### Preguntas
• A. Según el texto sobre redes sociales y voto, ¿por qué el contenido digital fomenta una relación superficial con los políticos? Responde en una a tres oraciones.
• B. Reescribe en forma de lista el párrafo del texto sobre redes sociales y voto que comienza con "Las plataformas digitales son". Conserva sus datos principales.
• C. Transcribe sin cambios el pasaje del texto sobre redes sociales y voto que empieza en las palabras "En tiempos donde" y termina después de "de la gente.".

### Fragmento del documento
/---

En tiempos donde los "likes" y los "shares" parecen medir la popularidad de una figura pública, muchos caen en la ilusión de que la simpatía en redes sociales es equivalente a intención de voto. Nada más lejos de la realidad.
Las plataformas digitales son, ante todo, espacios de entretenimiento y reafirmación de identidades. Un político puede acumular millones de seguidores, volverse tendencia cada semana y ser el protagonista de memes y videos virales, pero eso no necesariamente se traduce en confianza electoral. La decisión de voto sigue siendo, en esencia, un acto más íntimo, donde pesan factores como la credibilidad, la trayectoria, el liderazgo demostrado y, sobre todo, la conexión emocional genuina con las necesidades de la gente.
La política no es un concurso de popularidad virtual. Un usuario puede compartir un video gracioso de un candidato hoy y mañana votar por quien considere más serio o preparado. Además, la naturaleza efímera del contenido digital fomenta una relación superficial: hoy aplauden un discurso, mañana lo olvidan.

\---

### Datos proporcionados
/---

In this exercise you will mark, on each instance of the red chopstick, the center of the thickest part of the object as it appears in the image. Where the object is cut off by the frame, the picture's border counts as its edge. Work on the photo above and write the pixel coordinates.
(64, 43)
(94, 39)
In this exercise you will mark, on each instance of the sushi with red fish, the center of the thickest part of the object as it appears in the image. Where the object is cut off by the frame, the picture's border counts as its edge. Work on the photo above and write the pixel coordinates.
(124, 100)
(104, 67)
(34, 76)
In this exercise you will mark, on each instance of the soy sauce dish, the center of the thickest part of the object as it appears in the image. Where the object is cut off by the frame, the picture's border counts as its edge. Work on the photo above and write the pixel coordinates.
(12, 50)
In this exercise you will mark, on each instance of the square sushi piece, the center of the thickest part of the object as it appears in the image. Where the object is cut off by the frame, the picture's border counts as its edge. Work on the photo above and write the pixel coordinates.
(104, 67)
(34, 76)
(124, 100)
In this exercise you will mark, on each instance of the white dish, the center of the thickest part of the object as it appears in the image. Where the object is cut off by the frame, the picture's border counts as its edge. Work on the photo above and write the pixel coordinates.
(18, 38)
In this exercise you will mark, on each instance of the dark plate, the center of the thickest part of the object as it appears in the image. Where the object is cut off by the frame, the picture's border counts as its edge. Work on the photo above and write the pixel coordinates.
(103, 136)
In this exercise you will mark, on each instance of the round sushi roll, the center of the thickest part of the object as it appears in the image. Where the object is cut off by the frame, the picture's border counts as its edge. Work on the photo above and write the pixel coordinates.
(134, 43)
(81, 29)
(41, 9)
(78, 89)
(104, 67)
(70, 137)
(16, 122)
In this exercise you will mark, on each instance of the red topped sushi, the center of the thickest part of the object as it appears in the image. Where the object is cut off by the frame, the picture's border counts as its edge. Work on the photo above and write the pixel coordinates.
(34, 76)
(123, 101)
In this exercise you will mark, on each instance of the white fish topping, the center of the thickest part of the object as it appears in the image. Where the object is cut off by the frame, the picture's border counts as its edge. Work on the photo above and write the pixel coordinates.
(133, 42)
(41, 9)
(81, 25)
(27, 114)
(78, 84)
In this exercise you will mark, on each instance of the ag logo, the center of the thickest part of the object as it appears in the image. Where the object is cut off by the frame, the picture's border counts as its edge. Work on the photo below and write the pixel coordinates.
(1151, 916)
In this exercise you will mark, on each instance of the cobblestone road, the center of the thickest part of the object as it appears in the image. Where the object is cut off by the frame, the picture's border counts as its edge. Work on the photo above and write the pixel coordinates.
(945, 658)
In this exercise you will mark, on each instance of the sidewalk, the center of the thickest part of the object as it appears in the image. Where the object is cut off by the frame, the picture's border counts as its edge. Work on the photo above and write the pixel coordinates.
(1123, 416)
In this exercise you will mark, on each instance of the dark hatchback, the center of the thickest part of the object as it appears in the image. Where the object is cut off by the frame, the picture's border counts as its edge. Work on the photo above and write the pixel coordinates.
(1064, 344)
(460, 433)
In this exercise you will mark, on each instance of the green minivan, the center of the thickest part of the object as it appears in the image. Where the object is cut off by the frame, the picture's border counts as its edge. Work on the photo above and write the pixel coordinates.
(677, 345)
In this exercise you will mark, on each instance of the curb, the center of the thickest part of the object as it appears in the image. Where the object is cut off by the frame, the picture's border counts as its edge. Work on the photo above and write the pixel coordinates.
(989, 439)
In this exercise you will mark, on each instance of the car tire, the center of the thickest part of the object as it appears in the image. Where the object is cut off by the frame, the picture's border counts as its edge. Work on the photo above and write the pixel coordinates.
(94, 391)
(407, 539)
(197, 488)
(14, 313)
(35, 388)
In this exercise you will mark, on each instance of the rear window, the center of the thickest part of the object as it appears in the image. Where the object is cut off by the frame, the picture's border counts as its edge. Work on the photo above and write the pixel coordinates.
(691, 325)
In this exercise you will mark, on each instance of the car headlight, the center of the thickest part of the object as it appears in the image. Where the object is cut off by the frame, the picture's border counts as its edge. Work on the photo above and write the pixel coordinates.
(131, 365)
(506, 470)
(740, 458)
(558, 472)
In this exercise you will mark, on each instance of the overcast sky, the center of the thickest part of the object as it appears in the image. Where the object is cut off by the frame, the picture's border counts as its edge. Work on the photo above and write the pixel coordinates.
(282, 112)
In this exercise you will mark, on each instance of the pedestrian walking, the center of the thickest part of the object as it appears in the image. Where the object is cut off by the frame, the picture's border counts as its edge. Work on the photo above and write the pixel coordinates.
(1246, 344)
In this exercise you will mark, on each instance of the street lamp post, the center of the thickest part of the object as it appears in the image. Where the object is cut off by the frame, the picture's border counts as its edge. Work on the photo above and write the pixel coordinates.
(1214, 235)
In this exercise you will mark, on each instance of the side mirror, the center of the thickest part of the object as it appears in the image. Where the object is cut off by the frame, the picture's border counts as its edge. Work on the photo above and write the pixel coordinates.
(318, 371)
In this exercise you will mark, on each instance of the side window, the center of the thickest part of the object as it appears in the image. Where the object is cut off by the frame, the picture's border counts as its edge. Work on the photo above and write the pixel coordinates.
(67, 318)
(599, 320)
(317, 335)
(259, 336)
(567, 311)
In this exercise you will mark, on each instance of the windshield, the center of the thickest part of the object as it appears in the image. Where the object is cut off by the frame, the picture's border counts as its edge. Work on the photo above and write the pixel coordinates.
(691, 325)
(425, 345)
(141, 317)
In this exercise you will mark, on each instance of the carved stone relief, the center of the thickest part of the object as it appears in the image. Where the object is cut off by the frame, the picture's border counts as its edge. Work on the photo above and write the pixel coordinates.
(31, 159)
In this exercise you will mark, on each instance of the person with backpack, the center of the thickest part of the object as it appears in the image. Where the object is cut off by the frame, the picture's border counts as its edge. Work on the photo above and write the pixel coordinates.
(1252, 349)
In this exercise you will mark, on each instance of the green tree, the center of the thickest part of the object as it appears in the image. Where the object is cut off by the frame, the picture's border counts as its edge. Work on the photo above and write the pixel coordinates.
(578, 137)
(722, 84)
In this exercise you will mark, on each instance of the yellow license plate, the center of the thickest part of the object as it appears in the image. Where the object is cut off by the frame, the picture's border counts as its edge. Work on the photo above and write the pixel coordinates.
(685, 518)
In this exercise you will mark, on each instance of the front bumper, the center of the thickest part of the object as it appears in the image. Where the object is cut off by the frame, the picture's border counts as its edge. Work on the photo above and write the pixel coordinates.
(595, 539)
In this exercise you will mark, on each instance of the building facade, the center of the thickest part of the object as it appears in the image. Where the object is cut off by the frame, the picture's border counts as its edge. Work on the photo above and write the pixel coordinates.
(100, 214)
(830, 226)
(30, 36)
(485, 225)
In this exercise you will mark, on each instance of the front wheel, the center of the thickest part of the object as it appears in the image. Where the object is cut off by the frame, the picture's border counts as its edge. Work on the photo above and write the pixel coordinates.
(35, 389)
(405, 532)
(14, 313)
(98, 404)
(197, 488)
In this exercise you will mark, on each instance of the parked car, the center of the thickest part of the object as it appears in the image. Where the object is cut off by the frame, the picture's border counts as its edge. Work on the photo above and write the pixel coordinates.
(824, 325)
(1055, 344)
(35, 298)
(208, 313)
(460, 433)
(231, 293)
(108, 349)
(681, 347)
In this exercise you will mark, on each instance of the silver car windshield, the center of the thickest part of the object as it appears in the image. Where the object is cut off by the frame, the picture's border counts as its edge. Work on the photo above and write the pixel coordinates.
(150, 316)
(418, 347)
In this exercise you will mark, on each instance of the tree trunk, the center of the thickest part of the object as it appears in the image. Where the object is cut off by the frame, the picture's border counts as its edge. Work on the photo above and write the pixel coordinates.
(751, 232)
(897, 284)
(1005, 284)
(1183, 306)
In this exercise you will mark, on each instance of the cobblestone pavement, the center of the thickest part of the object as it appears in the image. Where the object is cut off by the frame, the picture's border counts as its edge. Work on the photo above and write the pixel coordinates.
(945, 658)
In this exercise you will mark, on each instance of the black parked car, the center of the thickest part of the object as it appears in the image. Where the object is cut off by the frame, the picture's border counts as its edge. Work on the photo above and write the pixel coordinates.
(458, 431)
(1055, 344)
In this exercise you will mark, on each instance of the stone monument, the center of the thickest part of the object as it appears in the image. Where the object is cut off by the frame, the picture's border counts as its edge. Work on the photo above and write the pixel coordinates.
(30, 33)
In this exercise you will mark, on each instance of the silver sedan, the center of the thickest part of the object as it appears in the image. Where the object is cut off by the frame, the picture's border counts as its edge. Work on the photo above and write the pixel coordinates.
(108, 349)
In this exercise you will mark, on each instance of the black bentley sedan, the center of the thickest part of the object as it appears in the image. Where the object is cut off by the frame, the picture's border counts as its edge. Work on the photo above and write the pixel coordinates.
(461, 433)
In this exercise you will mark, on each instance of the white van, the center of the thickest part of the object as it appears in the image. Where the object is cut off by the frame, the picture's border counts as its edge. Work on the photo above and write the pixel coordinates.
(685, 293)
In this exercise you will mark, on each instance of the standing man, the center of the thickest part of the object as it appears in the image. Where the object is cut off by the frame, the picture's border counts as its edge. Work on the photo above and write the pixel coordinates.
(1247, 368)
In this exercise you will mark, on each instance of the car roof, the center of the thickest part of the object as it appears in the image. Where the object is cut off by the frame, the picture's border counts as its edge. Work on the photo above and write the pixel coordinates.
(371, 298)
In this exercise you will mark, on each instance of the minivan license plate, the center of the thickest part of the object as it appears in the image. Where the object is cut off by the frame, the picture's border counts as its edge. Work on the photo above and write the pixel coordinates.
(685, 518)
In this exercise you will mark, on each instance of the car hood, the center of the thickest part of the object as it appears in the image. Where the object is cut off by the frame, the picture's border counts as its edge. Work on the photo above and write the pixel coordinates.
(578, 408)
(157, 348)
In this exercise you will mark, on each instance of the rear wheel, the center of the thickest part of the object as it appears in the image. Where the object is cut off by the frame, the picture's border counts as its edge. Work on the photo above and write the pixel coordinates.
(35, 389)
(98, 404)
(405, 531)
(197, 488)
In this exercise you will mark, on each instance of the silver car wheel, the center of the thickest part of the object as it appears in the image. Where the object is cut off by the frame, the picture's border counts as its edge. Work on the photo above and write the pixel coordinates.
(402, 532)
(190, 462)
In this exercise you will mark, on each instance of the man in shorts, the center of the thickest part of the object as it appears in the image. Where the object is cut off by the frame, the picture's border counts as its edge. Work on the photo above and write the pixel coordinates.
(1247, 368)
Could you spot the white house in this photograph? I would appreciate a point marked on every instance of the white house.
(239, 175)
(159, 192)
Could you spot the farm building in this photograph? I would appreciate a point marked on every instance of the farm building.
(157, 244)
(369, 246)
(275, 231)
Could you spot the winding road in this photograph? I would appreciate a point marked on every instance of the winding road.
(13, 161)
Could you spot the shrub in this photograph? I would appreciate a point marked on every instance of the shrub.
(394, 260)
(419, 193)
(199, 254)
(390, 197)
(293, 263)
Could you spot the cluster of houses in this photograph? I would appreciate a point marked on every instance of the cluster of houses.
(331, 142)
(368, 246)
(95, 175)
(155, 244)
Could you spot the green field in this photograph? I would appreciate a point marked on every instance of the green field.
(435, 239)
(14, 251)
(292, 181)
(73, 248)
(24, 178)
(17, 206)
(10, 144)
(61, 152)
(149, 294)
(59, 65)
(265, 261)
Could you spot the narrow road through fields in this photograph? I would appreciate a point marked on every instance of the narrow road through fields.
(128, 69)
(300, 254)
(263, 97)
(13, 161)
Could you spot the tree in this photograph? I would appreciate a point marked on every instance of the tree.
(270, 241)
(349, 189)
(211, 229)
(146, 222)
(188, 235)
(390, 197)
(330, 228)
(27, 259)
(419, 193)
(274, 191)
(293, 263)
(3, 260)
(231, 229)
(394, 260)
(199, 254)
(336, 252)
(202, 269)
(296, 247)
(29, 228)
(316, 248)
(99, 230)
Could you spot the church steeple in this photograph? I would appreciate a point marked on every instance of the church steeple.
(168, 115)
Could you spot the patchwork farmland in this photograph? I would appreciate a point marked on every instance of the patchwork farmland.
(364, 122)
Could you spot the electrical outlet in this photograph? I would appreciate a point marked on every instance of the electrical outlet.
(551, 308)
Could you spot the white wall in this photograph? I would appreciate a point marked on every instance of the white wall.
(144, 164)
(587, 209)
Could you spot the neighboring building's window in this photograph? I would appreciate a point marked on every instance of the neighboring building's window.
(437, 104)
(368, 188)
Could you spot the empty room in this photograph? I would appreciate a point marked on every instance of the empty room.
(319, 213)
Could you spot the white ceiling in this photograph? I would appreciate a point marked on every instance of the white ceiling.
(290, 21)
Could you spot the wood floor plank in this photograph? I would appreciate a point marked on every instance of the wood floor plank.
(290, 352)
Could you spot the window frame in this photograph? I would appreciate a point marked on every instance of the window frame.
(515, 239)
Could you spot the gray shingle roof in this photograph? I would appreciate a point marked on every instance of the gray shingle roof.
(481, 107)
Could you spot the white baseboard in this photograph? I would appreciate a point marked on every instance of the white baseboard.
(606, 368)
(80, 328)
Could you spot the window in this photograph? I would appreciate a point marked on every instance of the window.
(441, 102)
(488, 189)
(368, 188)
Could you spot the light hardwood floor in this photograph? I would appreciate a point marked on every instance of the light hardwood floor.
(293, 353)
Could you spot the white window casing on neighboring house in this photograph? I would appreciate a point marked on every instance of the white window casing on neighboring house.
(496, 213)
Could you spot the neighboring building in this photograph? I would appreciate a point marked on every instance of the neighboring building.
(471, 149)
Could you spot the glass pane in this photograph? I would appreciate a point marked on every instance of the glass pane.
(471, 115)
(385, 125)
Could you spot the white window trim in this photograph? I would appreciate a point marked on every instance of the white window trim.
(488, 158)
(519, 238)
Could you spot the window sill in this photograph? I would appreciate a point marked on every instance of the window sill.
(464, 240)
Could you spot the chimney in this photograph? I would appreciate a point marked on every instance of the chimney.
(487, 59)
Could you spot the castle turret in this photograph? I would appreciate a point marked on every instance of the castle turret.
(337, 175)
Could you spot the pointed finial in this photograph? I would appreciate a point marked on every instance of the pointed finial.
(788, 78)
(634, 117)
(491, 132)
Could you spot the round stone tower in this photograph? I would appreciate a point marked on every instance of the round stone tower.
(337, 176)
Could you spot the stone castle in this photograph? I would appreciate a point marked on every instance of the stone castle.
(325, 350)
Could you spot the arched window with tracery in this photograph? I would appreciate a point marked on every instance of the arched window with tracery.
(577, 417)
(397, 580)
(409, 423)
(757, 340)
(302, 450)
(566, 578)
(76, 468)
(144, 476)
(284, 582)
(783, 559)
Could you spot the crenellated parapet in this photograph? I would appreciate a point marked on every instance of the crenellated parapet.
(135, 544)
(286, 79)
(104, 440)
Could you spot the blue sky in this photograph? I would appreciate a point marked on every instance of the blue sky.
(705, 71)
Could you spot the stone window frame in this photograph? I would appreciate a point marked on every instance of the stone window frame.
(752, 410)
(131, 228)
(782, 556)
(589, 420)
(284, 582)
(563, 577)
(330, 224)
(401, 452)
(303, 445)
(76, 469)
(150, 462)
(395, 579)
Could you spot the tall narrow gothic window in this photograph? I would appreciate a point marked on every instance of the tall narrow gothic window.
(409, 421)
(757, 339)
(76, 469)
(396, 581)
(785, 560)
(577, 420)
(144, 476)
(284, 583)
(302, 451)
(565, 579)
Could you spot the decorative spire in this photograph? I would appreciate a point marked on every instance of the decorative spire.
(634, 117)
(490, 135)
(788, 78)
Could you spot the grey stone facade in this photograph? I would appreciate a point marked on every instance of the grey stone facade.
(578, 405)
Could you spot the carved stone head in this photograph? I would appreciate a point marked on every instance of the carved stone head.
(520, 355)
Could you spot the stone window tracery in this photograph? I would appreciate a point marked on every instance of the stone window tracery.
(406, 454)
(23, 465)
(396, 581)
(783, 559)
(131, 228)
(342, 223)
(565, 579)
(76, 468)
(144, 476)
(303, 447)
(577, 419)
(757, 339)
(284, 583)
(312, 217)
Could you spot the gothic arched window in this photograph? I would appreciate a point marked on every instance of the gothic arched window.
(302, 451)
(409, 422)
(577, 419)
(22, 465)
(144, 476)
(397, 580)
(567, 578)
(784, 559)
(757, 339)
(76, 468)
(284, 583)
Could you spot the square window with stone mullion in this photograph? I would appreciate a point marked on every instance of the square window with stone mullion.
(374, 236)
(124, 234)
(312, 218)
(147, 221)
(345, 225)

\---

### Ejercicio resuelto
• A. El contenido digital fomenta una relación superficial porque es de naturaleza efímera. Hoy la gente aplaude un discurso y mañana lo olvida.

• B.
- Las plataformas digitales son, ante todo, espacios de entretenimiento y de reafirmación de identidades.
- Un político puede tener millones de seguidores, ser tendencia cada semana y protagonizar memes y videos virales sin que eso se traduzca necesariamente en confianza electoral.
- La decisión de voto sigue siendo un acto íntimo en el que pesan la credibilidad, la trayectoria, el liderazgo demostrado y, sobre todo, la conexión emocional genuina con las necesidades de la gente.

• C.
En tiempos donde los "likes" y los "shares" parecen medir la popularidad de una figura pública, muchos caen en la ilusión de que la simpatía en redes sociales es equivalente a intención de voto. Nada más lejos de la realidad.
Las plataformas digitales son, ante todo, espacios de entretenimiento y reafirmación de identidades. Un político puede acumular millones de seguidores, volverse tendencia cada semana y ser el protagonista de memes y videos virales, pero eso no necesariamente se traduce en confianza electoral. La decisión de voto sigue siendo, en esencia, un acto más íntimo, donde pesan factores como la credibilidad, la trayectoria, el liderazgo demostrado y, sobre todo, la conexión emocional genuina con las necesidades de la gente.